------ Exercise material

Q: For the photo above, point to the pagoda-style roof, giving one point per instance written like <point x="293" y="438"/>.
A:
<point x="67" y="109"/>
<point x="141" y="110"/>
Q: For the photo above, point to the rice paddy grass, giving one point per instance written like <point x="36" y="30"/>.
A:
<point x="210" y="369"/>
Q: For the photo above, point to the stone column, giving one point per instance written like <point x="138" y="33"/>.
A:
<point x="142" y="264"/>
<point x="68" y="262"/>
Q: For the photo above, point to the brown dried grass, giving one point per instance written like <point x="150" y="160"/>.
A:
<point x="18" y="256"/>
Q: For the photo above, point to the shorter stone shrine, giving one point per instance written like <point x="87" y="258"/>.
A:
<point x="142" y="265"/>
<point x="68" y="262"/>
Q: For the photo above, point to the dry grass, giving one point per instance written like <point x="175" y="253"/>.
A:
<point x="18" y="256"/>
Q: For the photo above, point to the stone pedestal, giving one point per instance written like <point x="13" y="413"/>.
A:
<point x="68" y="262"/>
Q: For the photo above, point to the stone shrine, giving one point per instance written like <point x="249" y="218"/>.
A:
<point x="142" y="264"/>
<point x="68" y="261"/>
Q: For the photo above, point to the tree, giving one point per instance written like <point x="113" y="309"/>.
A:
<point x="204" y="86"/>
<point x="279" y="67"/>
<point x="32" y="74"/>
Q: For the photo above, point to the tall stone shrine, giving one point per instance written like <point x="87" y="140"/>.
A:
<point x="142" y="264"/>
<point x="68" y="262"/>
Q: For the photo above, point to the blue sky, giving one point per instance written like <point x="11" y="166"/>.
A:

------------
------ Exercise material

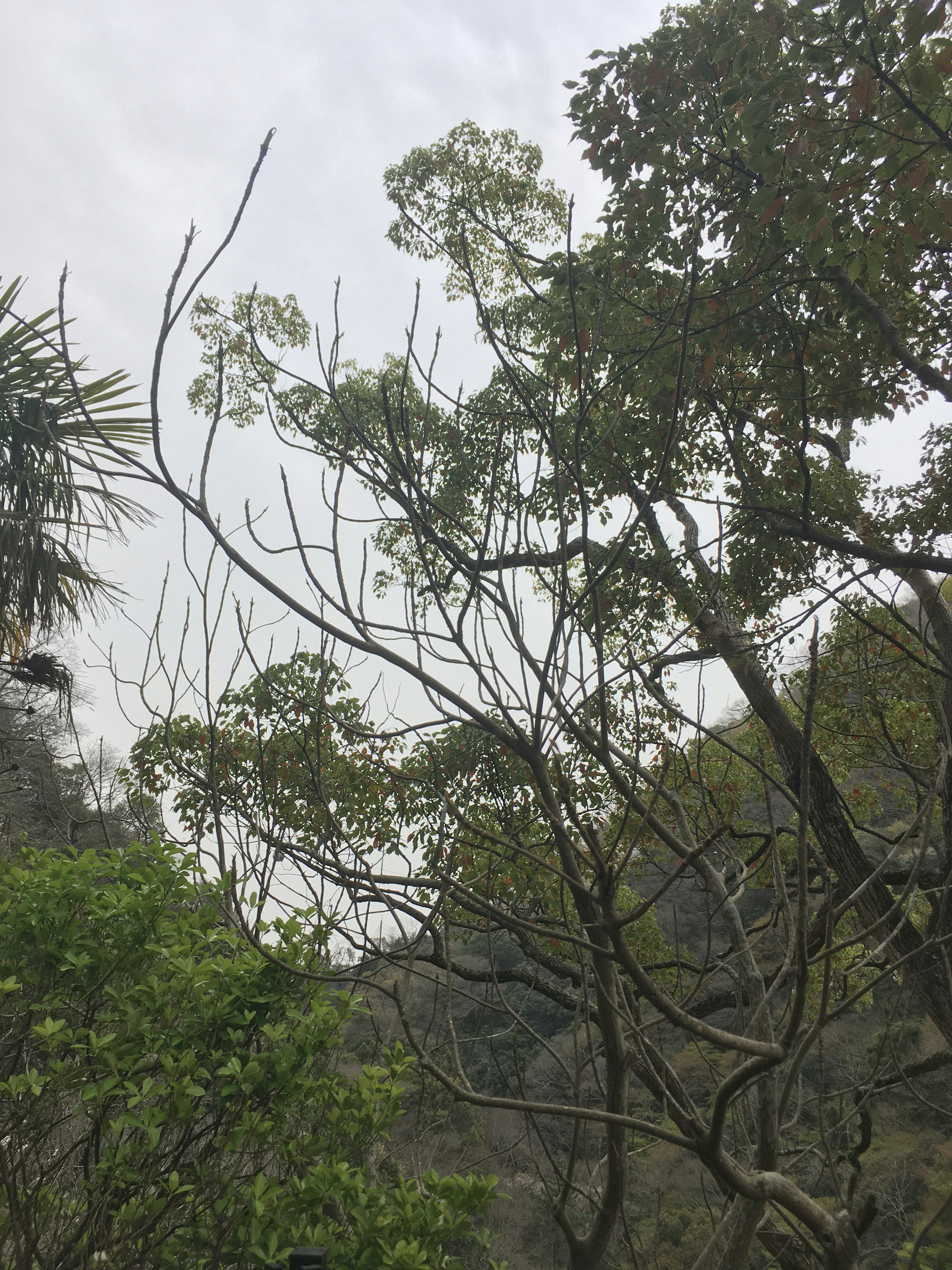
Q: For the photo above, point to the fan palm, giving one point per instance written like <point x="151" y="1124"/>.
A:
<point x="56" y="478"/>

------------

Task prompt -
Which lines in the items above contain the word "shrine"? Report each of them in full.

Correct result -
Q: For the photo above, point to the shorter stone shrine, giving one point per instance written like <point x="87" y="258"/>.
Q: For the photo above, point to the stone shrine, giving one point per instance written like <point x="249" y="218"/>.
Q: For the photo above, point to the tall stone shrine, giving one point per instance written like <point x="87" y="140"/>.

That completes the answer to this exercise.